4. Your Responsibilities.
4.1 Usage Limits. You are responsible for ensuring that You do not exceed the usage and other limits specified by Your Plan. You shall not allow any End User profile to be used by more than one individual person unless it has been reassigned in its entirety to a different individual.
4.2 Account. You are responsible for all use of Your Account, including all Content, regardless of whether undertaken by You, Your employees or a third party (including Your contractors, agents or End Users). You must contact eCurve immediately if You know or suspect Your Account has been accessed by an unauthorized third party or used in breach of this Agreement.
4.3 Applicable Laws. You shall comply with all applicable laws, regulations, rules and codes with respect to activities relating in any way to Your use or exploitation of the Platform.
5.1 Relationship with End Users. Any transactions or terms in relation to the use of the Portal by Your End Users is solely between You and each End User. Other than as specifically provided for herein, eCurve has no responsibility or liability to Your End Users and nothing herein confers a benefit on any person other than You.
5.2 Training Materials. You are solely responsible for providing all training, teaching, courses, instruction and other Content for Your Portals and End Users. All Content is uploaded at Your own risk and eCurve recommends that You regularly back-up all Content uploaded onto the Platform.

Record excerpts:
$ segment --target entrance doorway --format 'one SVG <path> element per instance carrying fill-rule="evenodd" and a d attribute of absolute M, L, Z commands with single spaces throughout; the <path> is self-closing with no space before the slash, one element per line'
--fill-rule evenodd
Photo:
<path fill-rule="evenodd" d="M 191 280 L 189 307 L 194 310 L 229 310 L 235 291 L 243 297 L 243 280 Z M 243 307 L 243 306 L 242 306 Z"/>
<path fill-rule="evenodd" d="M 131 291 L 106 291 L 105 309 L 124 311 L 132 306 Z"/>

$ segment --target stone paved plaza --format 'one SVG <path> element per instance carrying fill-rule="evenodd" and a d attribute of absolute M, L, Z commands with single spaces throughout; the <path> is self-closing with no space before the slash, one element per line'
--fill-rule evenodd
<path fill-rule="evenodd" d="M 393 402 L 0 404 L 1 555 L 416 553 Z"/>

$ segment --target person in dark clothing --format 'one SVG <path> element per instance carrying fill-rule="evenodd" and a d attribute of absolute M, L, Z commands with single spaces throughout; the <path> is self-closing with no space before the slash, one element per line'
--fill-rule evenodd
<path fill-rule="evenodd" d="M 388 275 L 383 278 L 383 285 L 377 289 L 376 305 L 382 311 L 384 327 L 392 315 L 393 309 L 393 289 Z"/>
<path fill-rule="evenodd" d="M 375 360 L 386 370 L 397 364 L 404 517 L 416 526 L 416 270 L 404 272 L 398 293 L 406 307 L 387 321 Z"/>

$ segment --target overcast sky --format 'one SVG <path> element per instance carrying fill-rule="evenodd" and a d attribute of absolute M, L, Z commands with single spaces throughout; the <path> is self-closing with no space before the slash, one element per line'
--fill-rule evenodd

Work to do:
Can you condense the paragraph in the agreement extract above that begins "4.2 Account." into a short bulleted list that keeps its main facts?

Task response:
- You are responsible for all use of Your Account, including all Content, whether the use is by You, Your employees or a third party (such as contractors, agents or End Users).
- You must contact eCurve immediately if You know or suspect that an unauthorized third party has accessed Your Account or that it has been used in breach of the Agreement.